##### DATA TO PROCESS

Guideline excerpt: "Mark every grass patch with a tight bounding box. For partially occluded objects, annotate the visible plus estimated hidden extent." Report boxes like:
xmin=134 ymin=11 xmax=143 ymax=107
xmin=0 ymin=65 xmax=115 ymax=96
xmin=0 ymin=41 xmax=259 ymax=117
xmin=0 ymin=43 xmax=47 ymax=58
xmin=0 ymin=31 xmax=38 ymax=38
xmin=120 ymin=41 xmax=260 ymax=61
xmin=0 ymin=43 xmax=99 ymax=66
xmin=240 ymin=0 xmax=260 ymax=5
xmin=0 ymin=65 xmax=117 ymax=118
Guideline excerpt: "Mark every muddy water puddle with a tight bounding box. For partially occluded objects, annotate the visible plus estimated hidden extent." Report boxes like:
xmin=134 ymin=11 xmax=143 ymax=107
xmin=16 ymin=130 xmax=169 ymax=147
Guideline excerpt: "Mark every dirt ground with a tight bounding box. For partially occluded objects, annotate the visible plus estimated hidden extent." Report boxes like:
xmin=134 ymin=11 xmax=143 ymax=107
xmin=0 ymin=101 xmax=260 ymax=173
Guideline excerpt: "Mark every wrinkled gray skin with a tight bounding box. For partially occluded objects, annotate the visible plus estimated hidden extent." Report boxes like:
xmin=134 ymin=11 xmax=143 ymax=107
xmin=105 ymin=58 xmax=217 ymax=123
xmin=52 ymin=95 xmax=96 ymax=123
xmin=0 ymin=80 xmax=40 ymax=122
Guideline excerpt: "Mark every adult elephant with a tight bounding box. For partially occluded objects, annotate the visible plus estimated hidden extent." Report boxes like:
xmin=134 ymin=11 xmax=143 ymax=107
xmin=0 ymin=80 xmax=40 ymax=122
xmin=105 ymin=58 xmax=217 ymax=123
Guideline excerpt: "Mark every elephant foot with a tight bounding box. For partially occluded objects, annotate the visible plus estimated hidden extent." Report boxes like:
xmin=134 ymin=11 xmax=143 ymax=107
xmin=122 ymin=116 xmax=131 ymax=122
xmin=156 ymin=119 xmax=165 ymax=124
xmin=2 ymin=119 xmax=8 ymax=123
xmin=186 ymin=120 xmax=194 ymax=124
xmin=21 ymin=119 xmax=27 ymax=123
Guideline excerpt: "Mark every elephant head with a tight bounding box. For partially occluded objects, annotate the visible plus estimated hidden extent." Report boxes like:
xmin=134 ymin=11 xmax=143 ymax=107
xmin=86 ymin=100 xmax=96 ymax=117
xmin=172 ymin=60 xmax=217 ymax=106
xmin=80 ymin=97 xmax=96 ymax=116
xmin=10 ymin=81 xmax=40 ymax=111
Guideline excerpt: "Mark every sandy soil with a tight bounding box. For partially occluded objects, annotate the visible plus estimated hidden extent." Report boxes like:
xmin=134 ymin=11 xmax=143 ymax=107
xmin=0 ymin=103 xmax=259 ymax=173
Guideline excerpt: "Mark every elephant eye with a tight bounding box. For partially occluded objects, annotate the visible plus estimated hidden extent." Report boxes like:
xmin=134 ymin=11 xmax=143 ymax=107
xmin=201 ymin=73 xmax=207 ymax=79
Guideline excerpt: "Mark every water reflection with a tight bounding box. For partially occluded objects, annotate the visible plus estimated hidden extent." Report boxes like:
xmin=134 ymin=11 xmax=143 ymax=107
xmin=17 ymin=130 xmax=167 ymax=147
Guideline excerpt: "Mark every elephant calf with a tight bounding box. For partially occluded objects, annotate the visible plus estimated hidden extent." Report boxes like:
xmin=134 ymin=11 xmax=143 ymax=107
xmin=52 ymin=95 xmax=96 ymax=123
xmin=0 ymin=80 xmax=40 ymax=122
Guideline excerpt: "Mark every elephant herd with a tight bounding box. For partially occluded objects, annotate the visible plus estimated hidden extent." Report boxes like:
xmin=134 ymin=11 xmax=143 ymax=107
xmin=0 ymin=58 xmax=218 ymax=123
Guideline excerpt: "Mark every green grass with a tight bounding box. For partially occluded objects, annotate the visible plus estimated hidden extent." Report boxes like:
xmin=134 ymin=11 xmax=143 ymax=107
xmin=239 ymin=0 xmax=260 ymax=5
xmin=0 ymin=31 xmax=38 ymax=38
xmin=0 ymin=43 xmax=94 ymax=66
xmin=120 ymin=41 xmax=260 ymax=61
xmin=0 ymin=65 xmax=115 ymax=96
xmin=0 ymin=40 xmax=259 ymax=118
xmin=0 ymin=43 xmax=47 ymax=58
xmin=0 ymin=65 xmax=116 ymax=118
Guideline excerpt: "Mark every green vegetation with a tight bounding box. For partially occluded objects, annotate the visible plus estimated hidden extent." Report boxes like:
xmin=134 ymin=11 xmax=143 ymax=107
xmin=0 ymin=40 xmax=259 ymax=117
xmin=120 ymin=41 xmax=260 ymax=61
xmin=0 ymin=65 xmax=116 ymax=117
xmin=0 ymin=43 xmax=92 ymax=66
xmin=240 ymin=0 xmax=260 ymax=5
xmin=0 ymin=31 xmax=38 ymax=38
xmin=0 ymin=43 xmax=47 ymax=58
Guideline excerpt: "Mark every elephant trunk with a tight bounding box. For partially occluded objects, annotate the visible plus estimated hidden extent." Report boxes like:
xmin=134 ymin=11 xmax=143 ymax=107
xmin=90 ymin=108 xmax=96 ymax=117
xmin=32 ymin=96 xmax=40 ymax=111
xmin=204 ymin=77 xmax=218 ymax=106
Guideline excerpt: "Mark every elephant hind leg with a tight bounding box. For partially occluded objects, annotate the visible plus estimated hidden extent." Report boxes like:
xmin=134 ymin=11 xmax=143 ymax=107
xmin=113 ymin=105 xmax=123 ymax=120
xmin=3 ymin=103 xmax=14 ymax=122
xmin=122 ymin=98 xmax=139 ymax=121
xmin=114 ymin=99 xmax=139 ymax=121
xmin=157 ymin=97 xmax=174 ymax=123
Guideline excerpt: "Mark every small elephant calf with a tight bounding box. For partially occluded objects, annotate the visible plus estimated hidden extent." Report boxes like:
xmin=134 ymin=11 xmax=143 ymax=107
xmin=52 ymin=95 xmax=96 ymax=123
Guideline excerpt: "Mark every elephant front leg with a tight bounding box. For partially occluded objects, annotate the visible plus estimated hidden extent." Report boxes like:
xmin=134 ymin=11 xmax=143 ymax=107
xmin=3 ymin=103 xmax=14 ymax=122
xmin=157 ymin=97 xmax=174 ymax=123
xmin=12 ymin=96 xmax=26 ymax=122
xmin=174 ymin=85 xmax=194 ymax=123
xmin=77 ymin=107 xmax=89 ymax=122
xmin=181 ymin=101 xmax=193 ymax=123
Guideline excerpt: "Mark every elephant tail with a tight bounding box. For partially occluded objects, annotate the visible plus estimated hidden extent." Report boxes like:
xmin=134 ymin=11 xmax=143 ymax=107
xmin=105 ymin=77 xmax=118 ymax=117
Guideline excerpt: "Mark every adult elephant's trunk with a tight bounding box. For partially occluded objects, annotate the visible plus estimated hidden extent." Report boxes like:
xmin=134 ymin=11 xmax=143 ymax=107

##########

The records above need to be written out again. Keep them exact.

**FINISHED EXERCISE**:
Guideline excerpt: "Mark every grass patch with a tight bounding box. For partially occluded objects, annotate the visible plus estimated hidden extent." Report boxes like:
xmin=134 ymin=11 xmax=143 ymax=107
xmin=0 ymin=65 xmax=115 ymax=96
xmin=0 ymin=41 xmax=259 ymax=117
xmin=0 ymin=43 xmax=47 ymax=58
xmin=0 ymin=31 xmax=38 ymax=38
xmin=120 ymin=41 xmax=260 ymax=61
xmin=0 ymin=43 xmax=99 ymax=66
xmin=240 ymin=0 xmax=260 ymax=5
xmin=0 ymin=65 xmax=117 ymax=118
Guideline excerpt: "Mark every muddy water puddle with a tight bounding box. For partially occluded objects, annotate the visible plus estimated hidden extent." Report boxes like:
xmin=134 ymin=11 xmax=143 ymax=107
xmin=16 ymin=130 xmax=169 ymax=147
Guideline excerpt: "Mark every dirt ground with a tight bounding box. For partially occluded objects, annotate the visible plus estimated hidden extent." Report boxes like:
xmin=134 ymin=11 xmax=143 ymax=107
xmin=0 ymin=101 xmax=260 ymax=173
Guideline excerpt: "Mark every wrinkled gray skin with a tight bounding box. For partially occluded objects, annotate the visible plus estimated hidden extent." Report boxes like:
xmin=134 ymin=11 xmax=143 ymax=107
xmin=105 ymin=58 xmax=217 ymax=123
xmin=52 ymin=95 xmax=96 ymax=123
xmin=0 ymin=80 xmax=40 ymax=122
Guideline excerpt: "Mark every adult elephant with a tight bounding box. For partially occluded objects, annotate the visible plus estimated hidden extent." Report boxes like:
xmin=134 ymin=11 xmax=143 ymax=107
xmin=0 ymin=80 xmax=40 ymax=122
xmin=105 ymin=58 xmax=217 ymax=123
Guideline excerpt: "Mark every elephant foot with a tight bounding box. For partially occluded objects, annotate the visible plus estimated hidden extent." Report boxes like:
xmin=134 ymin=11 xmax=143 ymax=107
xmin=122 ymin=116 xmax=131 ymax=122
xmin=156 ymin=119 xmax=165 ymax=124
xmin=2 ymin=119 xmax=8 ymax=123
xmin=186 ymin=120 xmax=194 ymax=124
xmin=21 ymin=119 xmax=27 ymax=123
Guideline excerpt: "Mark every elephant head with a tight bounding box. For partially occluded objects, annotate the visible plus estimated hidden extent." Report boxes like:
xmin=134 ymin=11 xmax=143 ymax=107
xmin=86 ymin=100 xmax=96 ymax=117
xmin=172 ymin=60 xmax=217 ymax=106
xmin=80 ymin=97 xmax=96 ymax=116
xmin=10 ymin=81 xmax=40 ymax=111
Guideline excerpt: "Mark every sandy soil with a tight bounding box. For partially occluded objects, annotate the visible plus estimated hidden extent." Report boxes like:
xmin=134 ymin=11 xmax=143 ymax=107
xmin=0 ymin=103 xmax=259 ymax=173
Guideline excerpt: "Mark every elephant eye with a tight bounding box. For partially occluded objects, annotate the visible plus estimated hidden extent." Report boxes like:
xmin=134 ymin=11 xmax=143 ymax=107
xmin=201 ymin=73 xmax=207 ymax=79
Guideline excerpt: "Mark every water reflection with a tight bounding box. For partially occluded objects, annotate the visible plus estimated hidden extent." Report boxes like:
xmin=134 ymin=11 xmax=143 ymax=107
xmin=17 ymin=130 xmax=167 ymax=147
Guideline excerpt: "Mark every elephant calf with a tight bounding box. For partially occluded objects, annotate the visible plus estimated hidden extent." Report boxes like:
xmin=134 ymin=11 xmax=143 ymax=107
xmin=52 ymin=95 xmax=96 ymax=123
xmin=0 ymin=80 xmax=40 ymax=122
Guideline excerpt: "Mark every elephant herd with a tight bounding box. For partially occluded objects, annotate the visible plus estimated hidden extent." Report boxes like:
xmin=134 ymin=11 xmax=143 ymax=107
xmin=0 ymin=58 xmax=218 ymax=123
Guideline excerpt: "Mark every green grass with a tight bounding box. For partially occluded objects, annotate the visible plus estimated hidden extent." Report boxes like:
xmin=134 ymin=11 xmax=143 ymax=107
xmin=239 ymin=0 xmax=260 ymax=5
xmin=0 ymin=31 xmax=38 ymax=38
xmin=0 ymin=43 xmax=94 ymax=66
xmin=120 ymin=41 xmax=260 ymax=61
xmin=0 ymin=65 xmax=115 ymax=96
xmin=0 ymin=40 xmax=259 ymax=118
xmin=0 ymin=43 xmax=47 ymax=58
xmin=0 ymin=65 xmax=116 ymax=118
Guideline excerpt: "Mark every green vegetation with a tight bounding box. For partially occluded objects, annotate the visible plus estimated hidden extent." Report boxes like:
xmin=134 ymin=11 xmax=143 ymax=107
xmin=0 ymin=40 xmax=259 ymax=117
xmin=120 ymin=41 xmax=260 ymax=61
xmin=0 ymin=65 xmax=116 ymax=117
xmin=0 ymin=43 xmax=92 ymax=66
xmin=240 ymin=0 xmax=260 ymax=5
xmin=0 ymin=31 xmax=38 ymax=38
xmin=0 ymin=43 xmax=47 ymax=58
Guideline excerpt: "Mark every elephant trunk with a tight bounding box. For partially occluded objects, annotate the visible plus estimated hidden extent." Report boxes like:
xmin=134 ymin=11 xmax=143 ymax=107
xmin=90 ymin=108 xmax=96 ymax=117
xmin=32 ymin=96 xmax=40 ymax=111
xmin=204 ymin=77 xmax=218 ymax=106
Guideline excerpt: "Mark every elephant hind leg with a tight bounding box. For partially occluded objects, annotate the visible plus estimated hidden extent." Report boxes like:
xmin=134 ymin=11 xmax=143 ymax=107
xmin=113 ymin=105 xmax=123 ymax=120
xmin=3 ymin=103 xmax=14 ymax=122
xmin=122 ymin=98 xmax=139 ymax=121
xmin=114 ymin=99 xmax=139 ymax=121
xmin=157 ymin=97 xmax=174 ymax=123
Guideline excerpt: "Mark every small elephant calf with a tight bounding box. For partially occluded objects, annotate the visible plus estimated hidden extent." Report boxes like:
xmin=134 ymin=11 xmax=143 ymax=107
xmin=52 ymin=95 xmax=96 ymax=123
Guideline excerpt: "Mark every elephant front leg with a tight bounding box. For partially occluded objects, annotate the visible plus estimated hidden extent." Report boxes like:
xmin=134 ymin=11 xmax=143 ymax=107
xmin=3 ymin=103 xmax=14 ymax=122
xmin=157 ymin=97 xmax=174 ymax=123
xmin=12 ymin=96 xmax=26 ymax=122
xmin=174 ymin=85 xmax=194 ymax=123
xmin=77 ymin=107 xmax=89 ymax=122
xmin=181 ymin=101 xmax=193 ymax=123
Guideline excerpt: "Mark every elephant tail with a tight bounding box. For partially occluded objects, annotate the visible plus estimated hidden extent." Report boxes like:
xmin=134 ymin=11 xmax=143 ymax=107
xmin=105 ymin=77 xmax=118 ymax=117
Guideline excerpt: "Mark every adult elephant's trunk with a tight bounding box. For partially occluded objects, annotate the visible plus estimated hidden extent." Report boxes like:
xmin=134 ymin=11 xmax=143 ymax=107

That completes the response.